■ SELECTED EXCERPT
· · · · ·

Grando - Presentation

First, let’s set the working directory and source the data.

if (Sys.info()["sysname"] == "Windows") {
    setwd("~/Masters/DATA606/Presentation")
} else {
    setwd("~/Documents/Masters/DATA606/Presentation")
}
require(ggplot2)
## Loading required package: ggplot2
library(DATA606)
## 
## Welcome to CUNY DATA606 Statistics and Probability for Data Analytics 
## This package is designed to support this course. The text book used 
## is OpenIntro Statistics, 3rd Edition. You can read this by typing 
## vignette('os3') or visit www.OpenIntro.org. 
##  
## The getLabs() function will return a list of the labs available.

· · · · ·

[Point annotation records]
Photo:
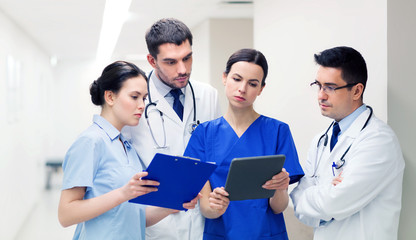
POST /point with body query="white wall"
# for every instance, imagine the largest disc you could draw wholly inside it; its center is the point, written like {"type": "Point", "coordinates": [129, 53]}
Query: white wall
{"type": "Point", "coordinates": [290, 32]}
{"type": "Point", "coordinates": [402, 101]}
{"type": "Point", "coordinates": [25, 89]}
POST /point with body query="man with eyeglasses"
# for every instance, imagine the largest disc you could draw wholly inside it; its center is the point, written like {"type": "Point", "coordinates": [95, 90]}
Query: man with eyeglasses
{"type": "Point", "coordinates": [352, 186]}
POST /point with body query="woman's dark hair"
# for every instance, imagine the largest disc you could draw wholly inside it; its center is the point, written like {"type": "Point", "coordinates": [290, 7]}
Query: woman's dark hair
{"type": "Point", "coordinates": [251, 56]}
{"type": "Point", "coordinates": [112, 79]}
{"type": "Point", "coordinates": [167, 30]}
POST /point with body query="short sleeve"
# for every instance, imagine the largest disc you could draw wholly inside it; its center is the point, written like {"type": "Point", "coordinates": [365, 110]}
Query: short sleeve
{"type": "Point", "coordinates": [196, 145]}
{"type": "Point", "coordinates": [81, 163]}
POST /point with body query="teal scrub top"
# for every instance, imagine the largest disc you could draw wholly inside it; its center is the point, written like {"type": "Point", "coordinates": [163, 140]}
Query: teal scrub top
{"type": "Point", "coordinates": [97, 160]}
{"type": "Point", "coordinates": [216, 141]}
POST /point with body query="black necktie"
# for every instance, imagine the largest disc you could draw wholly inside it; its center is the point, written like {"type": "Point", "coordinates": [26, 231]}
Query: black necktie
{"type": "Point", "coordinates": [177, 105]}
{"type": "Point", "coordinates": [334, 137]}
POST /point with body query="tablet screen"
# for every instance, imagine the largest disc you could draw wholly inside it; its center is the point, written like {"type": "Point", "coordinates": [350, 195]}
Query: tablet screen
{"type": "Point", "coordinates": [247, 175]}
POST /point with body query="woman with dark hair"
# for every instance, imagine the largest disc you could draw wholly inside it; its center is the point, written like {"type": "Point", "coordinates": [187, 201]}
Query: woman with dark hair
{"type": "Point", "coordinates": [102, 171]}
{"type": "Point", "coordinates": [242, 132]}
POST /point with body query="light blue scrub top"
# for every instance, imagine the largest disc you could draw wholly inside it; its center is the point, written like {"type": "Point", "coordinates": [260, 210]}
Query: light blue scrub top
{"type": "Point", "coordinates": [98, 161]}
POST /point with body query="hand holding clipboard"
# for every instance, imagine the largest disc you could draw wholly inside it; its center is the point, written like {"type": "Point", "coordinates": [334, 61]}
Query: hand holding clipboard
{"type": "Point", "coordinates": [180, 178]}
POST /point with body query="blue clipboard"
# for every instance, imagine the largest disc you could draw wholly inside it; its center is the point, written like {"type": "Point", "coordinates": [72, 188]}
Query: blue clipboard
{"type": "Point", "coordinates": [180, 178]}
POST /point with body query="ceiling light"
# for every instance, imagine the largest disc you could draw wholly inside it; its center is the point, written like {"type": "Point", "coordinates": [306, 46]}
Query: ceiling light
{"type": "Point", "coordinates": [115, 13]}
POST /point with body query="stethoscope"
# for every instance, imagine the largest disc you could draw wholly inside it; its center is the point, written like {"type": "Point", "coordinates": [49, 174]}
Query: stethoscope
{"type": "Point", "coordinates": [340, 163]}
{"type": "Point", "coordinates": [192, 125]}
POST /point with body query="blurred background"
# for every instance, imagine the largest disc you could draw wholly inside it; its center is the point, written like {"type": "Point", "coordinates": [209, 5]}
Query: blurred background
{"type": "Point", "coordinates": [51, 51]}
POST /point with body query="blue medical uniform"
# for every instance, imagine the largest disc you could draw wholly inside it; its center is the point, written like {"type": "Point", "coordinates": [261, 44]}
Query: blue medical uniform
{"type": "Point", "coordinates": [98, 161]}
{"type": "Point", "coordinates": [216, 141]}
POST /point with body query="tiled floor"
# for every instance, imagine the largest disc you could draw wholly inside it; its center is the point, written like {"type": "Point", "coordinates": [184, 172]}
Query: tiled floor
{"type": "Point", "coordinates": [43, 223]}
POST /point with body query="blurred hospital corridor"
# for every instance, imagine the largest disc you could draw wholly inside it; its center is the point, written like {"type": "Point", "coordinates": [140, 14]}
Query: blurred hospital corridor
{"type": "Point", "coordinates": [42, 222]}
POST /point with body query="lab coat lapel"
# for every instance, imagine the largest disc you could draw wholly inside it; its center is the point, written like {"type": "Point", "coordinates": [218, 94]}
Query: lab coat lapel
{"type": "Point", "coordinates": [352, 132]}
{"type": "Point", "coordinates": [163, 105]}
{"type": "Point", "coordinates": [188, 107]}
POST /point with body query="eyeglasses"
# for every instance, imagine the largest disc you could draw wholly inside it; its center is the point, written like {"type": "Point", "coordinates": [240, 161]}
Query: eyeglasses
{"type": "Point", "coordinates": [329, 89]}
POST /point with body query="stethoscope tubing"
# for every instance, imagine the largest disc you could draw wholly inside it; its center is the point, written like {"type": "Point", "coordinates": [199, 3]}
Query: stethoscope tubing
{"type": "Point", "coordinates": [193, 125]}
{"type": "Point", "coordinates": [325, 136]}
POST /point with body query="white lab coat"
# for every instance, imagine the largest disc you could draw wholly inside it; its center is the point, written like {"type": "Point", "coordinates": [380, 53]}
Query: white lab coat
{"type": "Point", "coordinates": [182, 225]}
{"type": "Point", "coordinates": [366, 204]}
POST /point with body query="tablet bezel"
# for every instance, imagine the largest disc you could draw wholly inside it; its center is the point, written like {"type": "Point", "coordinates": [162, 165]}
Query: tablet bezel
{"type": "Point", "coordinates": [247, 175]}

· · · · ·

■ WHAT TO DO
1. According to the R setup code, which textbook is used for the course?
2. Please list every distinct function called in the lines of the R setup code, leaving out the lines that begin with "##".
None of the data above is needed.

■ ANSWERS FOR THE EXERCISE
1. OpenIntro Statistics, 3rd Edition.

2. Sys.info(), setwd(), require(), library()